#### TASK INSTRUCTIONS:
Only the lines below starting at the one that contains "Target: wooden cabin" and ending at the one that contains "Find the wooden bench;" are to be reproduced, exactly and with both ends kept.

RECORDS FOR THE EXERCISE: Begin

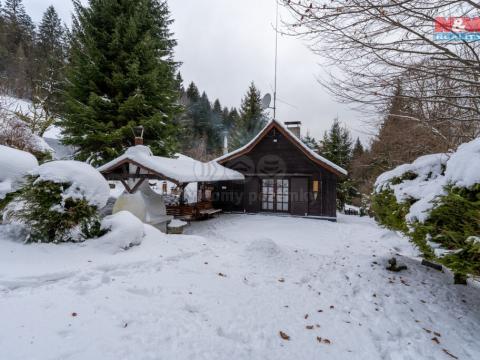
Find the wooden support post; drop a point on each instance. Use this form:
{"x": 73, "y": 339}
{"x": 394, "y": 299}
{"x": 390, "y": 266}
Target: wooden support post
{"x": 182, "y": 194}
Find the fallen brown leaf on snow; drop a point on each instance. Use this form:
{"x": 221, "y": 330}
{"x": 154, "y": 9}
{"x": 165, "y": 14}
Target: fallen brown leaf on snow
{"x": 449, "y": 353}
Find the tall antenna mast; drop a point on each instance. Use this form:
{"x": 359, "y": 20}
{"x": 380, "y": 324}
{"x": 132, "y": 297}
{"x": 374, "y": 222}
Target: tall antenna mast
{"x": 276, "y": 67}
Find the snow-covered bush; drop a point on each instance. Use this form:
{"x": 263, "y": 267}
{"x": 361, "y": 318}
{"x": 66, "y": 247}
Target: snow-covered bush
{"x": 59, "y": 202}
{"x": 21, "y": 128}
{"x": 14, "y": 165}
{"x": 436, "y": 202}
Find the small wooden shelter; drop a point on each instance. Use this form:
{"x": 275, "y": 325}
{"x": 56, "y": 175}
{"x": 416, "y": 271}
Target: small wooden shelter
{"x": 138, "y": 165}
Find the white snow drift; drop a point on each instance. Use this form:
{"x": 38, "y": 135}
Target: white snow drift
{"x": 86, "y": 182}
{"x": 433, "y": 173}
{"x": 14, "y": 165}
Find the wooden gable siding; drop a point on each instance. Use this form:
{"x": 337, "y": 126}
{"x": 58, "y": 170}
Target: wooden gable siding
{"x": 283, "y": 159}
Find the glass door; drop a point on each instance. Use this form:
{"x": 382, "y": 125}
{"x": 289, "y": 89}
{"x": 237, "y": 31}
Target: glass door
{"x": 275, "y": 195}
{"x": 268, "y": 191}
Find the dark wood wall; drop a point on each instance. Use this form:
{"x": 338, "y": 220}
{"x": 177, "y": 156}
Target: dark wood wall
{"x": 276, "y": 156}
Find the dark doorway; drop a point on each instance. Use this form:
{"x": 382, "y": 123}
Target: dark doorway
{"x": 299, "y": 196}
{"x": 275, "y": 195}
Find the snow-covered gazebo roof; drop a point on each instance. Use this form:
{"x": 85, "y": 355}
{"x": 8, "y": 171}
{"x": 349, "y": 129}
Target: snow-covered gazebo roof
{"x": 180, "y": 170}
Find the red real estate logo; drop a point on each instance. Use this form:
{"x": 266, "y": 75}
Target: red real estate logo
{"x": 457, "y": 28}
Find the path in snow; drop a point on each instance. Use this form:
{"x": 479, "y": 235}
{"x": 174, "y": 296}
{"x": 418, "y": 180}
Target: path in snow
{"x": 226, "y": 292}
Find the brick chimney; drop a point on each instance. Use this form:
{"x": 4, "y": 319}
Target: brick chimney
{"x": 138, "y": 134}
{"x": 294, "y": 127}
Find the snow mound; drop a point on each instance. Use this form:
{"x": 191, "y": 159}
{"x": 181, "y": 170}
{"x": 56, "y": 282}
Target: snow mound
{"x": 463, "y": 168}
{"x": 175, "y": 223}
{"x": 14, "y": 164}
{"x": 425, "y": 167}
{"x": 125, "y": 231}
{"x": 429, "y": 176}
{"x": 86, "y": 182}
{"x": 265, "y": 248}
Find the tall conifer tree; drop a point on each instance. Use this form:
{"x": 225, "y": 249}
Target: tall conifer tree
{"x": 121, "y": 75}
{"x": 252, "y": 118}
{"x": 51, "y": 58}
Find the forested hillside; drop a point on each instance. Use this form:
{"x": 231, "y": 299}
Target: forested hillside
{"x": 103, "y": 77}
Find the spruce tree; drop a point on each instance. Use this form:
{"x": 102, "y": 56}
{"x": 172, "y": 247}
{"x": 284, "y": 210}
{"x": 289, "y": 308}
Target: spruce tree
{"x": 193, "y": 94}
{"x": 18, "y": 34}
{"x": 336, "y": 146}
{"x": 252, "y": 118}
{"x": 310, "y": 141}
{"x": 51, "y": 59}
{"x": 121, "y": 75}
{"x": 358, "y": 149}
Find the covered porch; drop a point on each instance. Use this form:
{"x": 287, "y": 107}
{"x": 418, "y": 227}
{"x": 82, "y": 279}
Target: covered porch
{"x": 139, "y": 171}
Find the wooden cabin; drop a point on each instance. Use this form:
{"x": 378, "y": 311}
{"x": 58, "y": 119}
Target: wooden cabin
{"x": 282, "y": 175}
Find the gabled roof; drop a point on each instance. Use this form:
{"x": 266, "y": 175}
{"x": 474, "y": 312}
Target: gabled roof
{"x": 312, "y": 155}
{"x": 181, "y": 170}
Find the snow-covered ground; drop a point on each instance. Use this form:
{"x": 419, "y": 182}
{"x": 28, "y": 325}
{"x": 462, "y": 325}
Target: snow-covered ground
{"x": 227, "y": 292}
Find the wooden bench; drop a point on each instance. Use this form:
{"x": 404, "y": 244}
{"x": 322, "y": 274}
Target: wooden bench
{"x": 201, "y": 210}
{"x": 210, "y": 212}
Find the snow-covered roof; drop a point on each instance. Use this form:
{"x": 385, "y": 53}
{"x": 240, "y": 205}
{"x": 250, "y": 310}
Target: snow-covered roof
{"x": 297, "y": 142}
{"x": 181, "y": 170}
{"x": 14, "y": 164}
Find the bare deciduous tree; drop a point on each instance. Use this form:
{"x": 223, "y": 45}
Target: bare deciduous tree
{"x": 375, "y": 46}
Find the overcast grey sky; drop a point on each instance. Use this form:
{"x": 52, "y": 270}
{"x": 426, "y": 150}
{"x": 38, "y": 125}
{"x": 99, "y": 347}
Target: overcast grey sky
{"x": 225, "y": 44}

RECORDS FOR THE EXERCISE: End

#### TASK SOLUTION:
Target: wooden cabin
{"x": 282, "y": 175}
Find the gabled roof; drop a point on each instance. Use this form:
{"x": 266, "y": 175}
{"x": 474, "y": 312}
Target: gabled roof
{"x": 312, "y": 155}
{"x": 181, "y": 170}
Find the snow-covered ground; drop a point on each instance. Use this form:
{"x": 419, "y": 182}
{"x": 28, "y": 325}
{"x": 462, "y": 325}
Target: snow-covered ground
{"x": 227, "y": 292}
Find the wooden bench; drop a point on each instance. Use this form:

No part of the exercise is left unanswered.